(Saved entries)
--------------------

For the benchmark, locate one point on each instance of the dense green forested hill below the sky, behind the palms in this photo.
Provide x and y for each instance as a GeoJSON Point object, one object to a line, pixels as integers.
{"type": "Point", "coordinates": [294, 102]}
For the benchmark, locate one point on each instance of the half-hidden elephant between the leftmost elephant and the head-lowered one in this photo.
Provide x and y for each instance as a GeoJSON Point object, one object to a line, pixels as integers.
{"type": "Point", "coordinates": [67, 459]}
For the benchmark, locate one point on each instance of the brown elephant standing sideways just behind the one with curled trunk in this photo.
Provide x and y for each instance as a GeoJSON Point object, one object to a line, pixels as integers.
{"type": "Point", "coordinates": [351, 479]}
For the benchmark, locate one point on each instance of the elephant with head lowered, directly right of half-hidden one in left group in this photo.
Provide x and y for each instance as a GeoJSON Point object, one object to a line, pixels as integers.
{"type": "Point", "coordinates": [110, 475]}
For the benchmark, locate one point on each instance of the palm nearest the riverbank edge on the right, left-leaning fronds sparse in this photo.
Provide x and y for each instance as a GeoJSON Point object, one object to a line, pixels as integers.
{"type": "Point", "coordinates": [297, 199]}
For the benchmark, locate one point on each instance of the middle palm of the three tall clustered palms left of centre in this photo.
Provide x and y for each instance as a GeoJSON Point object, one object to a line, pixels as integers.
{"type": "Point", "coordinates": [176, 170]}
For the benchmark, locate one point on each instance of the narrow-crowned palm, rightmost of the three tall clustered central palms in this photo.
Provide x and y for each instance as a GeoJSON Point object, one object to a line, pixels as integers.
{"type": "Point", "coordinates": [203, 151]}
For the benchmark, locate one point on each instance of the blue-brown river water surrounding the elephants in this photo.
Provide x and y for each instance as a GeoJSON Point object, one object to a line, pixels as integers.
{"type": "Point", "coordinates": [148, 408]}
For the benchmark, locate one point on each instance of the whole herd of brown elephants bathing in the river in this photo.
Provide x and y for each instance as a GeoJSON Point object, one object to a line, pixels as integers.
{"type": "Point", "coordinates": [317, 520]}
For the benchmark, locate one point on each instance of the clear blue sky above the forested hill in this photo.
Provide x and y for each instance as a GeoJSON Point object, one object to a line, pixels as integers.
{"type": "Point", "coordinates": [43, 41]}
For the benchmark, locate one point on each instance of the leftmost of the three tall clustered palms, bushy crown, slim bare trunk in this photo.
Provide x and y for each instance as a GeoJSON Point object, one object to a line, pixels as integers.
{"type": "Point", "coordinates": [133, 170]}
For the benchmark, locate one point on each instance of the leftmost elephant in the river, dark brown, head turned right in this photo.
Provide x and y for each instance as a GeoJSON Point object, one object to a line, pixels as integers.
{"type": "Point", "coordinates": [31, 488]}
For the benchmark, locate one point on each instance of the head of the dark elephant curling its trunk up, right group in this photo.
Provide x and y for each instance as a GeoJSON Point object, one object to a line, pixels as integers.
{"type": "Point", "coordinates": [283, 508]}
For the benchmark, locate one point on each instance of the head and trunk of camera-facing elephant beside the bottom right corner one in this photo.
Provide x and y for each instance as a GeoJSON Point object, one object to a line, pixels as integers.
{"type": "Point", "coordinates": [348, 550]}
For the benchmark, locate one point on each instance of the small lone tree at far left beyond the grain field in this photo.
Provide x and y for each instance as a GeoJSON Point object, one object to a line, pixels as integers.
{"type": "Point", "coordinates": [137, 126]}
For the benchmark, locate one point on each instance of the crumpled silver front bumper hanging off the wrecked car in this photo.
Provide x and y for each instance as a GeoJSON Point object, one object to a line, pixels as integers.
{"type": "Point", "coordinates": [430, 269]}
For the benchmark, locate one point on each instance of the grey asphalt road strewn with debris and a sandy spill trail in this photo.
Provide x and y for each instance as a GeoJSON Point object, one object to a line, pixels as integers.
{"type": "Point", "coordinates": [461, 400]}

--------------------

Exercise description :: Your answer must be every record above, repeated exactly.

Your solution ::
For the benchmark, locate one point on each instance of the dense green forested hill below the sky, behind the palms in this photo.
Provide x and y for each instance as a GeoJSON Point object, one object to a line, pixels as integers.
{"type": "Point", "coordinates": [294, 102]}
For the benchmark, locate one point on each instance of the half-hidden elephant between the leftmost elephant and the head-lowered one in this photo.
Provide x and y for each instance as a GeoJSON Point object, one object to a line, pixels as integers.
{"type": "Point", "coordinates": [67, 459]}
For the benchmark, locate one point on each instance of the brown elephant standing sideways just behind the one with curled trunk in this photo.
Provide x and y for each instance as a GeoJSON Point object, one object to a line, pixels as integers.
{"type": "Point", "coordinates": [351, 479]}
For the benchmark, locate one point on each instance of the elephant with head lowered, directly right of half-hidden one in left group in this photo.
Provide x and y for each instance as a GeoJSON Point object, one object to a line, pixels as integers.
{"type": "Point", "coordinates": [110, 475]}
For the benchmark, locate one point on each instance of the palm nearest the riverbank edge on the right, left-leaning fronds sparse in this photo.
Provide x and y for each instance as a GeoJSON Point object, one object to a line, pixels as integers.
{"type": "Point", "coordinates": [297, 199]}
For the benchmark, locate one point on each instance of the middle palm of the three tall clustered palms left of centre in this photo.
Provide x and y for each instance as a GeoJSON Point object, one object to a line, pixels as integers.
{"type": "Point", "coordinates": [176, 170]}
For the benchmark, locate one point on each instance of the narrow-crowned palm, rightmost of the three tall clustered central palms in this photo.
Provide x and y for each instance as a GeoJSON Point object, one object to a line, pixels as integers.
{"type": "Point", "coordinates": [203, 151]}
For the benchmark, locate one point on each instance of the blue-brown river water surrounding the elephants in this photo.
Provide x and y for each instance as a GeoJSON Point object, one object to a line, pixels as integers.
{"type": "Point", "coordinates": [148, 408]}
For the benchmark, locate one point on each instance of the whole herd of brown elephants bathing in the river in this photo.
Provide x and y for each instance as a GeoJSON Point object, one object to a line, pixels as integers.
{"type": "Point", "coordinates": [317, 520]}
For the benchmark, locate one point on each instance of the clear blue sky above the forested hill in this photo.
Provide x and y for each instance as a GeoJSON Point object, one object to a line, pixels as integers.
{"type": "Point", "coordinates": [43, 41]}
For the benchmark, locate one point on each instance of the leftmost of the three tall clustered palms, bushy crown, slim bare trunk in this photo.
Provide x and y for each instance as a GeoJSON Point object, one object to a line, pixels as integers.
{"type": "Point", "coordinates": [133, 170]}
For the benchmark, locate one point on each instance of the leftmost elephant in the river, dark brown, head turned right in this photo.
Provide x and y for each instance as a GeoJSON Point object, one object to a line, pixels as integers.
{"type": "Point", "coordinates": [31, 488]}
For the benchmark, locate one point on each instance of the head of the dark elephant curling its trunk up, right group in this photo.
Provide x and y for each instance as a GeoJSON Point object, one object to a line, pixels as integers.
{"type": "Point", "coordinates": [283, 508]}
For the benchmark, locate one point on each instance of the head and trunk of camera-facing elephant beside the bottom right corner one in this photo.
Provide x and y for each instance as a GeoJSON Point object, one object to a line, pixels as integers.
{"type": "Point", "coordinates": [348, 550]}
For the benchmark, locate one point on each instance of the small lone tree at far left beyond the grain field in this photo.
Provide x and y for each instance as a GeoJSON Point object, one object to a line, pixels as integers.
{"type": "Point", "coordinates": [137, 126]}
For the benchmark, locate one point on each instance of the crumpled silver front bumper hanging off the wrecked car in this photo.
Provide x and y for each instance as a GeoJSON Point object, one object to a line, pixels as integers.
{"type": "Point", "coordinates": [430, 269]}
For the benchmark, locate one point on each instance of the grey asphalt road strewn with debris and a sandy spill trail in this photo.
Provide x and y for each instance as a GeoJSON Point object, one object to a line, pixels as integers.
{"type": "Point", "coordinates": [461, 400]}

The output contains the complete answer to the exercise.